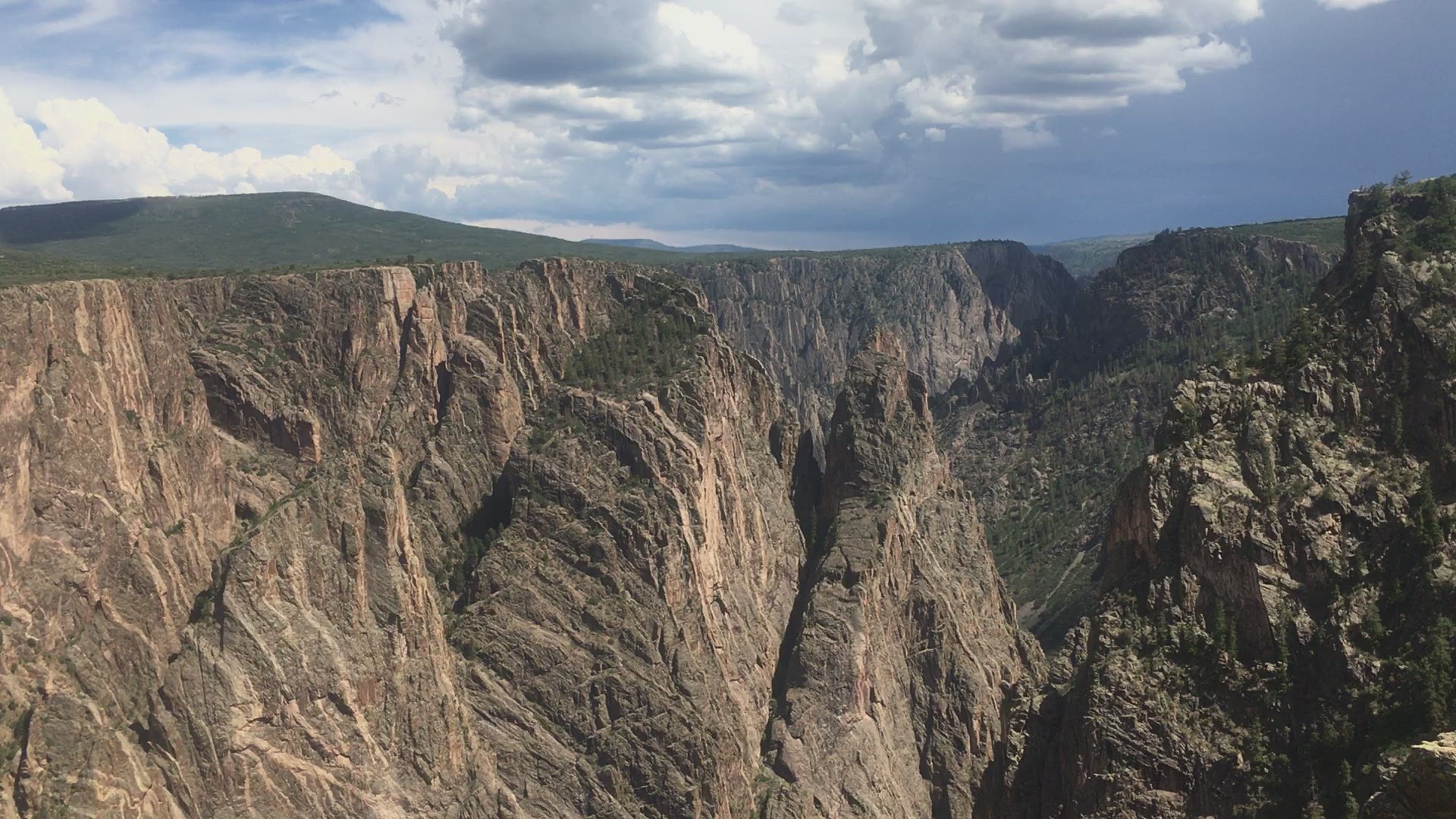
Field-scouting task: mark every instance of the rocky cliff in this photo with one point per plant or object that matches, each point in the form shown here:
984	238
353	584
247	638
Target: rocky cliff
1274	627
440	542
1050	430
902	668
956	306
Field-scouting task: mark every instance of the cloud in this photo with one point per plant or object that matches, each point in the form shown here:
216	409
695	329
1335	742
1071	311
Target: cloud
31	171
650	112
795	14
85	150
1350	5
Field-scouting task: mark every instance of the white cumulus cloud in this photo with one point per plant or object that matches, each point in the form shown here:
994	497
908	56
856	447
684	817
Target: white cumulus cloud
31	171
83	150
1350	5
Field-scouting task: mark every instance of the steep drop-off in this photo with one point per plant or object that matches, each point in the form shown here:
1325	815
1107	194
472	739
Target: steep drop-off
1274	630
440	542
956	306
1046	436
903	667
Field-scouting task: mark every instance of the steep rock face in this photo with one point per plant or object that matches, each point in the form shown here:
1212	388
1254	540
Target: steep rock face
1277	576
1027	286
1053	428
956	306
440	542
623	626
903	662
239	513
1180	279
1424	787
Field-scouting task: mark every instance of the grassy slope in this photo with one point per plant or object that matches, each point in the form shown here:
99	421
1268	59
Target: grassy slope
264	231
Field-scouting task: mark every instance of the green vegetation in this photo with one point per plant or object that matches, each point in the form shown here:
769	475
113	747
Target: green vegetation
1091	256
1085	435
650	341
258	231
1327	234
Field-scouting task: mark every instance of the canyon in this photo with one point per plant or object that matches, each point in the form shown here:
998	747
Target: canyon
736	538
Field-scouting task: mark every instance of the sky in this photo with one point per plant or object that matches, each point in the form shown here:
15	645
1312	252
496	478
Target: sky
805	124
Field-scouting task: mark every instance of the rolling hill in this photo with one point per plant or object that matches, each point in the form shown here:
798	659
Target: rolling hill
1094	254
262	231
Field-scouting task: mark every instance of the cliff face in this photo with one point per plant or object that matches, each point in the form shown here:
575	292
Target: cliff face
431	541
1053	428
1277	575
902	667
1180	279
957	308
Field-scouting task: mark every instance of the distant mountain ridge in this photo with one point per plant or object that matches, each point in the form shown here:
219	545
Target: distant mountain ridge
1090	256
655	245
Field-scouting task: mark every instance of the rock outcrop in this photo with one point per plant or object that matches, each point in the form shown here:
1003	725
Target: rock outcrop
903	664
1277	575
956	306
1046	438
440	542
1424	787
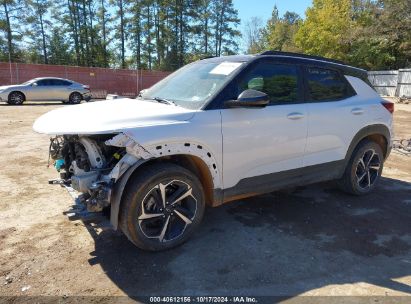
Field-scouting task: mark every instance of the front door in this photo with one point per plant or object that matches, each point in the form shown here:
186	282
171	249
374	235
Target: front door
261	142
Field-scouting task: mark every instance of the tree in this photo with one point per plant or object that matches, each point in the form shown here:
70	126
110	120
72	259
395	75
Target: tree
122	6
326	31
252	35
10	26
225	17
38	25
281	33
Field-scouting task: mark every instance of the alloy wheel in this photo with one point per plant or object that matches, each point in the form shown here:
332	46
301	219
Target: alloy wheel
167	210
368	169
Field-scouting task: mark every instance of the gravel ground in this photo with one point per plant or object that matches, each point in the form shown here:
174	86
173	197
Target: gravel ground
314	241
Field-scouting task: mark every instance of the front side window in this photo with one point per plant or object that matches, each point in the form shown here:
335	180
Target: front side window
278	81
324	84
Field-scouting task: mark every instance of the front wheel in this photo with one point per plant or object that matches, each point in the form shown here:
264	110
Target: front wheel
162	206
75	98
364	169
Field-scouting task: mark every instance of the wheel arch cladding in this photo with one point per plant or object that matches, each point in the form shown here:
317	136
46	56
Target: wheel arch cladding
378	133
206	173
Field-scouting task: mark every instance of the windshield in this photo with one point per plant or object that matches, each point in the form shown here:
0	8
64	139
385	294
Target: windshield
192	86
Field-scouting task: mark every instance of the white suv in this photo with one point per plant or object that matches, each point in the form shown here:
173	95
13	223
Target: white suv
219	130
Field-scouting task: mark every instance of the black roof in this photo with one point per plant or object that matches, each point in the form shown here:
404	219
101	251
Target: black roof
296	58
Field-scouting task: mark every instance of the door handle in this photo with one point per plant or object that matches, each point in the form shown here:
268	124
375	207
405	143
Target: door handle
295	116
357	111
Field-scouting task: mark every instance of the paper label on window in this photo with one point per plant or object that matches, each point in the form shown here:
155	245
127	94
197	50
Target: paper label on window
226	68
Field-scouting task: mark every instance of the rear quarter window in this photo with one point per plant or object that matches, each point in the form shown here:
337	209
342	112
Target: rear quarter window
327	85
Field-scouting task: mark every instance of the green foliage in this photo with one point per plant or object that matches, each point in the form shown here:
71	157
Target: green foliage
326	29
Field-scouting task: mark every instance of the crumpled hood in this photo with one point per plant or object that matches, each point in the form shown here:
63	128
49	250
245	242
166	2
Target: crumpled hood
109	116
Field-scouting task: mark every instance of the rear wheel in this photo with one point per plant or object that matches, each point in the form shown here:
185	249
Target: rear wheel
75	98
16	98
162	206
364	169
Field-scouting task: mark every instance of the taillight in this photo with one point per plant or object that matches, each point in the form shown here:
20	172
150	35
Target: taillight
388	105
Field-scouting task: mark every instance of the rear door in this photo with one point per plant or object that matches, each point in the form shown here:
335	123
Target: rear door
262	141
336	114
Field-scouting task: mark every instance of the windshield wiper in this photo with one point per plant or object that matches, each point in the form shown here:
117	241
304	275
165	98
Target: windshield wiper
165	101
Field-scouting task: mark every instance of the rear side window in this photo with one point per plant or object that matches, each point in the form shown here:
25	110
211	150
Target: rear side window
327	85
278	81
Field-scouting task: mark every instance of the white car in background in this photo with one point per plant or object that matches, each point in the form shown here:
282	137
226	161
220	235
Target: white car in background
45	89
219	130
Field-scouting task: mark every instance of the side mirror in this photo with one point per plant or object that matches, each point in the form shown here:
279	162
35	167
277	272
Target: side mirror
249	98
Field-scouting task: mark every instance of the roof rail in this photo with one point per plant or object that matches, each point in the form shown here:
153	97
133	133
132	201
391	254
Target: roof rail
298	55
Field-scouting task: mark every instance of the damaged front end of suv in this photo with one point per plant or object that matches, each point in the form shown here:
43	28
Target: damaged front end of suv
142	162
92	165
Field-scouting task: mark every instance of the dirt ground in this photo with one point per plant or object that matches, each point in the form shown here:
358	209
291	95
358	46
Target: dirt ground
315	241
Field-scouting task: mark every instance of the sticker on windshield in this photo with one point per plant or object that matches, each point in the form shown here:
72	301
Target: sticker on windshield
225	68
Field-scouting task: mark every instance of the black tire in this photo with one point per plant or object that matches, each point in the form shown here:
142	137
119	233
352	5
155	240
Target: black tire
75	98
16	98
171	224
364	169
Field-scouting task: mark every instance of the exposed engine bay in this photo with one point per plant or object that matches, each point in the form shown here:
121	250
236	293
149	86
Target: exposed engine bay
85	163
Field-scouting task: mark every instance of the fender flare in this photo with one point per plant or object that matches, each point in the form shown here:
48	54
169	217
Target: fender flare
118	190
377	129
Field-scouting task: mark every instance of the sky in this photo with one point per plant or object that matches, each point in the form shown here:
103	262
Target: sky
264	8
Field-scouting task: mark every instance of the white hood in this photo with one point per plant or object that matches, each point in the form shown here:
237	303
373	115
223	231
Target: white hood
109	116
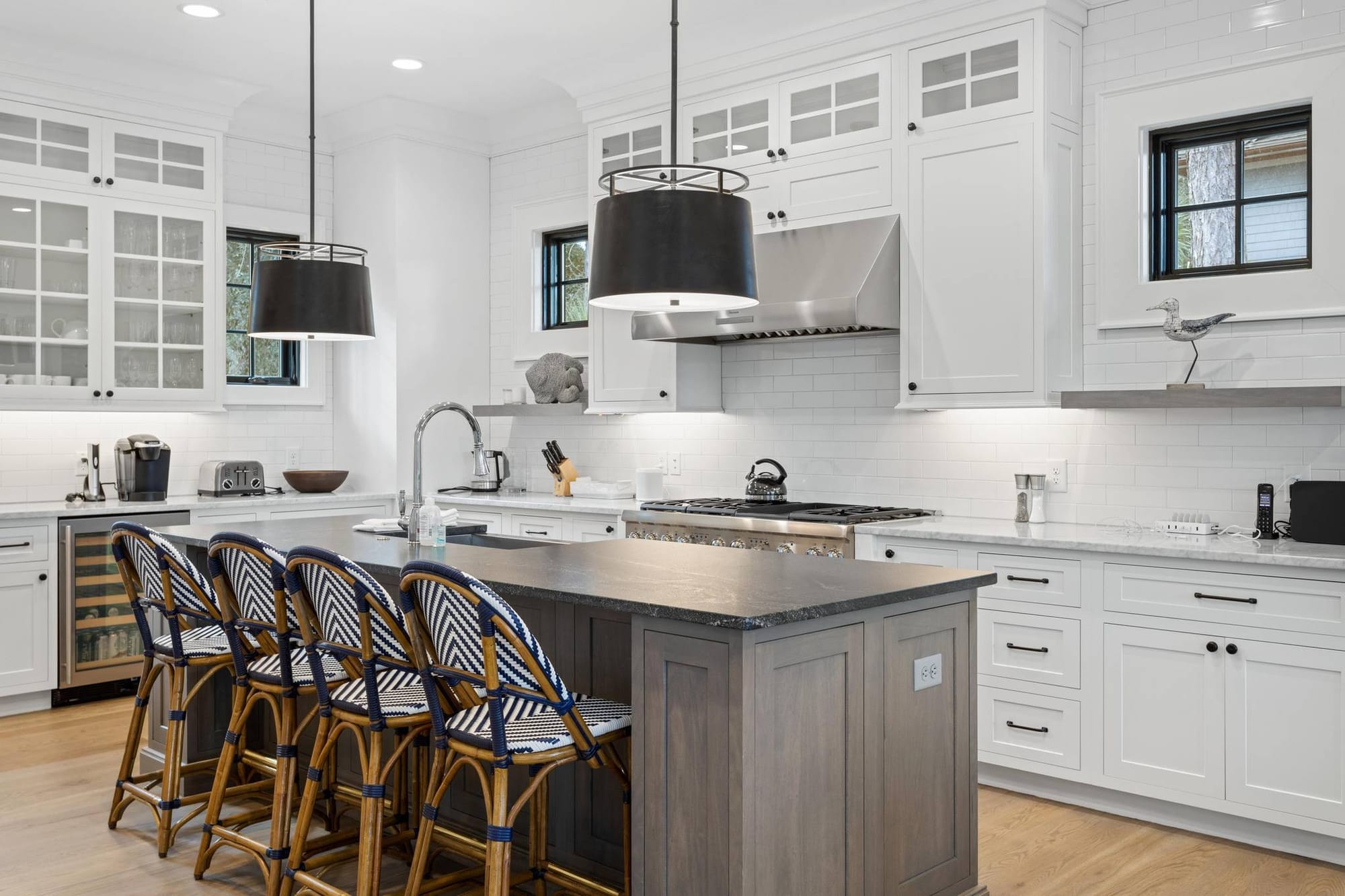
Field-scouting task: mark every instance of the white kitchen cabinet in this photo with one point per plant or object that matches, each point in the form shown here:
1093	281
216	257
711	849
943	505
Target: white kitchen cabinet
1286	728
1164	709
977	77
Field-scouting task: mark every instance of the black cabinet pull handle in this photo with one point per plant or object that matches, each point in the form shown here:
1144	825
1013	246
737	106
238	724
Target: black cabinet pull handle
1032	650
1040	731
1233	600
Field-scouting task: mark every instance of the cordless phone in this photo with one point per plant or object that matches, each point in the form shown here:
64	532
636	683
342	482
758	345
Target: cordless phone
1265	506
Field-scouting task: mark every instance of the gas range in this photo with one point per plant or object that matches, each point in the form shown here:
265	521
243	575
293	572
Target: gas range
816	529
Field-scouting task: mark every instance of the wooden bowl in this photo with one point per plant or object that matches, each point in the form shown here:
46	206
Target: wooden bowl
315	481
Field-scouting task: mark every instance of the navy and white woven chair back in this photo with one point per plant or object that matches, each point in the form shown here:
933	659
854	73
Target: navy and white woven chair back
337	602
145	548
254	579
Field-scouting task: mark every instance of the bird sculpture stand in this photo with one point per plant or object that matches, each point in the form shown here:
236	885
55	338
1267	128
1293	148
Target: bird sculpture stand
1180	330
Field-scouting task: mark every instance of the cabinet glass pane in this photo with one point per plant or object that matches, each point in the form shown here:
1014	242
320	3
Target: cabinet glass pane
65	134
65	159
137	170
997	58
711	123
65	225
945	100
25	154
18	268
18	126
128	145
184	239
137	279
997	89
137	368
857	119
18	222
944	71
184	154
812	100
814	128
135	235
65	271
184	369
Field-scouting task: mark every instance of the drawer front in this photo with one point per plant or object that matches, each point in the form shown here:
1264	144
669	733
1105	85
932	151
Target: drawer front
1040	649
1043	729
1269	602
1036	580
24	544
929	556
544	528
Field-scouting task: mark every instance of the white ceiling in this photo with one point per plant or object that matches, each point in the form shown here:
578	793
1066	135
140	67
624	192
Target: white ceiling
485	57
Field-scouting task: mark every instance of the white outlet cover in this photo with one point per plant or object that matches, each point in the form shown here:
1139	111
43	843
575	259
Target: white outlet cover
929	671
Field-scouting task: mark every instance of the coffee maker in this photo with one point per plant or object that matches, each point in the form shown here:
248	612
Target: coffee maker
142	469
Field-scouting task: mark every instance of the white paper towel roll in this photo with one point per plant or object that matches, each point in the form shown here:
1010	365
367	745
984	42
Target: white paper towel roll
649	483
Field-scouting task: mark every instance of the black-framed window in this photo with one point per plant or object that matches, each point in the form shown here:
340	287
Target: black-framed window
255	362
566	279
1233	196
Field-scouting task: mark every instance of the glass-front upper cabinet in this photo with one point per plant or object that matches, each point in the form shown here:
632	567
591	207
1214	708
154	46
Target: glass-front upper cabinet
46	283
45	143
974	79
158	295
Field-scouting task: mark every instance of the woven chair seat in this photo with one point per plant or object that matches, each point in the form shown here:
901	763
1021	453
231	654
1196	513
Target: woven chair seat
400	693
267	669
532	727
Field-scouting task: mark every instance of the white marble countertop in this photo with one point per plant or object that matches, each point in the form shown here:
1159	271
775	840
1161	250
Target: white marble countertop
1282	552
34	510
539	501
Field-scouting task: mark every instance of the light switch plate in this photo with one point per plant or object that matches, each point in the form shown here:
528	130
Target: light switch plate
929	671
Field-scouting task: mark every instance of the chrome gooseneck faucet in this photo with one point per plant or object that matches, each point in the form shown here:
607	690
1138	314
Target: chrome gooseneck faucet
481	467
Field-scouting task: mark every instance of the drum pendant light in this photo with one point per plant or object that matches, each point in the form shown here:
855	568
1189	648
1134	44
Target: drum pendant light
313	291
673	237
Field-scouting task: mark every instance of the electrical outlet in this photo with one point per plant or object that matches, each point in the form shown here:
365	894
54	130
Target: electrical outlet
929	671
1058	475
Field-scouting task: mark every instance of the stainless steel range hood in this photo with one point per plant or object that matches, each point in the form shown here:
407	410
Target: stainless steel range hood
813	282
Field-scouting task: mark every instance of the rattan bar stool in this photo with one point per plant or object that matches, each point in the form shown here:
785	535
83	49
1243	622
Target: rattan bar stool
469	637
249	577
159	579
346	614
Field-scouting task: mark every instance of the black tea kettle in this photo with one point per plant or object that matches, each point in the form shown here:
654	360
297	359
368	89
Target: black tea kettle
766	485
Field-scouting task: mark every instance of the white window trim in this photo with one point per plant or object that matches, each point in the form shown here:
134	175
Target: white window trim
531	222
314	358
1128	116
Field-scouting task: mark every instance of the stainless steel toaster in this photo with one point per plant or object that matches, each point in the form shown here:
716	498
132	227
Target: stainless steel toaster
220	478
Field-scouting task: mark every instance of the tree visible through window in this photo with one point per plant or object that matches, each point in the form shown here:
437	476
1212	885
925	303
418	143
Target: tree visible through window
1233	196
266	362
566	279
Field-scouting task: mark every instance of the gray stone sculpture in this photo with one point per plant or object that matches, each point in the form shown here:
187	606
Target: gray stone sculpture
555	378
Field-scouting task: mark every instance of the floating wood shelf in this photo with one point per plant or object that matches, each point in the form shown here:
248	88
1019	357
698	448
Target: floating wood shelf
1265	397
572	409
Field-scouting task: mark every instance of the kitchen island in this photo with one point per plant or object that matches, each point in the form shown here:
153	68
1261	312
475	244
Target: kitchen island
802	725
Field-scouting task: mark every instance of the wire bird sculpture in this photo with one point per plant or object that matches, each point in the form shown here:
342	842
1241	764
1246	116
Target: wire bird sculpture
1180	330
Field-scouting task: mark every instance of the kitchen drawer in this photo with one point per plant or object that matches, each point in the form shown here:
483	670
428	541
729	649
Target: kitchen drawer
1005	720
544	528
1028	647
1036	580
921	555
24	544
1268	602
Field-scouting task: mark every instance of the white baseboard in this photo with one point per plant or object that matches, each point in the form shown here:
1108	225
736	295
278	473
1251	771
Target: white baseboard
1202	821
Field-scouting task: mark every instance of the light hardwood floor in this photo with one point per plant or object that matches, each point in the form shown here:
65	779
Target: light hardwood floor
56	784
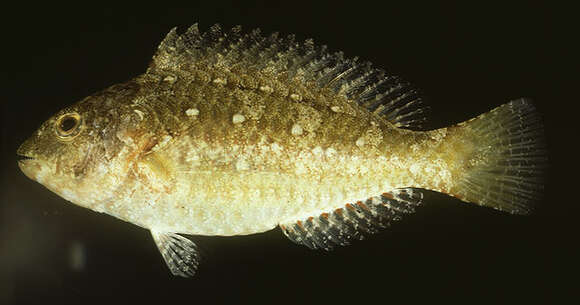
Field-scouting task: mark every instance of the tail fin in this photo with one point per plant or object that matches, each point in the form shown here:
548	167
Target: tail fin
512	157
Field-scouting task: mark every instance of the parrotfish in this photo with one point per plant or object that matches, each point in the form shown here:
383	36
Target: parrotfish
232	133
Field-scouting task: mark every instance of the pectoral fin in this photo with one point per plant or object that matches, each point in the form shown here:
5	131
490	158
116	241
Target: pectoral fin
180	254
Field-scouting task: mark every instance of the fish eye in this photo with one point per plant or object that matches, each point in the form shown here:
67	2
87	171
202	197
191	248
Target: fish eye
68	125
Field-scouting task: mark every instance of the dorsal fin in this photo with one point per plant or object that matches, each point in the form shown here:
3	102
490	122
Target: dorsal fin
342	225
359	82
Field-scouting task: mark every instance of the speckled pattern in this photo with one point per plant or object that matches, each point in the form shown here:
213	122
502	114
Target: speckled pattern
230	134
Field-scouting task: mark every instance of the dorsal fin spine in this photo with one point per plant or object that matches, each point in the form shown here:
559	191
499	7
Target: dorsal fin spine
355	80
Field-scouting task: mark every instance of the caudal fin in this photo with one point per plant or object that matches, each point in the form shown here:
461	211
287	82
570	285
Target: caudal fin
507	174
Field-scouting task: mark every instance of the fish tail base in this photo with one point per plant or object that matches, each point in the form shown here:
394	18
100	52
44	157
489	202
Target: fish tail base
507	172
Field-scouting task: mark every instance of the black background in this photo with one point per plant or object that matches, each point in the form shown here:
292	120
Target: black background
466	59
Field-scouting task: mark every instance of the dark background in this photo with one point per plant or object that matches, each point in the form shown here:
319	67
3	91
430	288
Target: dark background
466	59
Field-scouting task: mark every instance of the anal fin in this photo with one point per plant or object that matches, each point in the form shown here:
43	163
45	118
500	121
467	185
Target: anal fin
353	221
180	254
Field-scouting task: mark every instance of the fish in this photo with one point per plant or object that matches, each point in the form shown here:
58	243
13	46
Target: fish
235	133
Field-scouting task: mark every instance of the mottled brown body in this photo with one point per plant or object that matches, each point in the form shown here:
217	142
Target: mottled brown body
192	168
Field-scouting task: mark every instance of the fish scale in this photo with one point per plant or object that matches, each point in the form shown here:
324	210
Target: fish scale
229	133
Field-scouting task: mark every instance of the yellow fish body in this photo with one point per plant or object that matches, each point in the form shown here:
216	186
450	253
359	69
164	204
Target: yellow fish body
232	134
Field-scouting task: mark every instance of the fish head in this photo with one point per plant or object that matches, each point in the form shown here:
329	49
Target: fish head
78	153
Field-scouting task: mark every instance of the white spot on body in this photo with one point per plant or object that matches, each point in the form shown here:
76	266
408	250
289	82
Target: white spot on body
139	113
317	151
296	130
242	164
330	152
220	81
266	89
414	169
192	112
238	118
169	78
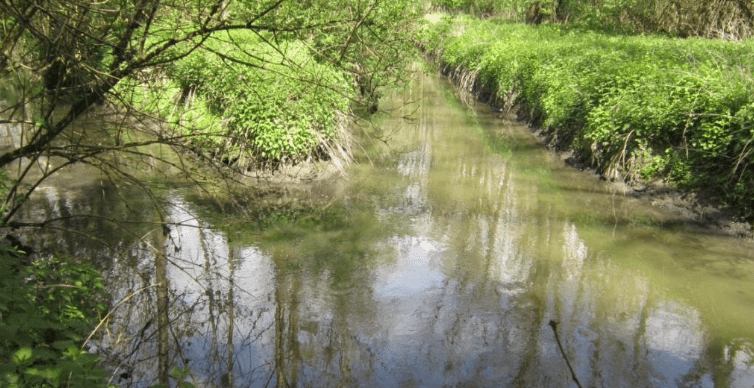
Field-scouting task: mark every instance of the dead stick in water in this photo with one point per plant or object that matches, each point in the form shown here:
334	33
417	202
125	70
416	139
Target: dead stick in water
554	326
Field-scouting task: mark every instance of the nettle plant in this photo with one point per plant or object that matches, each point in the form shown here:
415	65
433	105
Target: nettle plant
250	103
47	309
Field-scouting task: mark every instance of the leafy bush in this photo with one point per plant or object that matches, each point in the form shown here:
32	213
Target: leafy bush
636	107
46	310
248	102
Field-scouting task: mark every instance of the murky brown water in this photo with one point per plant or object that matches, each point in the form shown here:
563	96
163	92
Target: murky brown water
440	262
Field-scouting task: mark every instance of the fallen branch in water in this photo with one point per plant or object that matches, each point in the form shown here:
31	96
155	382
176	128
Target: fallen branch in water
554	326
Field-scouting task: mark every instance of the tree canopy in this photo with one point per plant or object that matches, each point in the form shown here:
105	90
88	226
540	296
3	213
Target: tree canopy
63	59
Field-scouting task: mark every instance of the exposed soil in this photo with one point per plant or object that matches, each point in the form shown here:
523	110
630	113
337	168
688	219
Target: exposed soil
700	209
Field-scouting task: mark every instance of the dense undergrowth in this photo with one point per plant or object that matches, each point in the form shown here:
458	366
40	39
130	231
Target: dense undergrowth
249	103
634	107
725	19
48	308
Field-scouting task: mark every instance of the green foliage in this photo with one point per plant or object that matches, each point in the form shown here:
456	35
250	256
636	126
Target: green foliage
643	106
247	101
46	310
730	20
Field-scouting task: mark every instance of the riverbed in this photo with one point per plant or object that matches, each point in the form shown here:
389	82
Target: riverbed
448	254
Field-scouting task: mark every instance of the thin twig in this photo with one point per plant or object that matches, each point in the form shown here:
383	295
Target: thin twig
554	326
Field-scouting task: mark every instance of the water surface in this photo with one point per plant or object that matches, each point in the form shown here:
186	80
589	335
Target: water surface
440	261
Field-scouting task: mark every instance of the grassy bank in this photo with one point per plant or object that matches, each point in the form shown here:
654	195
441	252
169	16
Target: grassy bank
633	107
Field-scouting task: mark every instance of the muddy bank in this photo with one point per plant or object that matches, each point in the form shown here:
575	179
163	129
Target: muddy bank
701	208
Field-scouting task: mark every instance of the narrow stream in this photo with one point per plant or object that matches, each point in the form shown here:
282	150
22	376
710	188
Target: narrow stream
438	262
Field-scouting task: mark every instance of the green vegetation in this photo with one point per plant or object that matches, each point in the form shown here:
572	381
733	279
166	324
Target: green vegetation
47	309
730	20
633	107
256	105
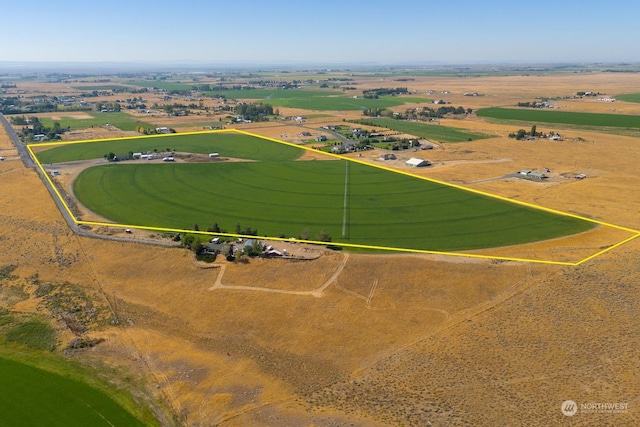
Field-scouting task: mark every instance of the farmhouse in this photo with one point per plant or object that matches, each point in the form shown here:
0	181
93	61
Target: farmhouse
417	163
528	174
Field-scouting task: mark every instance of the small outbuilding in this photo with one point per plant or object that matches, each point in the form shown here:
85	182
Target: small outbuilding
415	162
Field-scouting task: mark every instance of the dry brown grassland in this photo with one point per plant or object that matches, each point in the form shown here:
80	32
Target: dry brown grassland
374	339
··········
▶ [Written instruction] Reproduce nothing but the lines that run from the line containing "Field-scouting task: mark every instance of the muddy" through the last line of the records, inclusive. Omit the pictures.

▶ [Result for this task]
Field-scouting task: mark every instance of the muddy bank in this photo with one point per plant or object that matches, each point in the form shown here:
575	179
163	129
Target: muddy bank
701	208
Field-scouting task: mark every instance of the narrow stream in this photo with one point per plant or object that matches, each point in the form shown here:
282	150
22	376
710	188
Target: narrow stream
438	262
Field-scouting task: mark every instance of the green vegetation in this photo with one point per plant or object that matches, each point in the form shown here:
572	381
733	279
166	324
Target: green vegetation
47	309
730	20
633	107
256	105
Field-scouting task: mark every instance of the farmhouse in this photo with one point per plant or object that matches, each point in the form shown here:
0	181
93	61
Target: farmhouse
417	163
528	174
Field-scouting task: mark every instance of the small outbuilding in this photo with one point per plant or object that matches, each point in the form shown here:
85	182
Target: small outbuilding
415	162
Field-scouting task: mark every instance of the dry brown grassland in this photo with one point per plant or object that matches, each point in the form shown here:
80	32
Target: dry brown grassland
374	339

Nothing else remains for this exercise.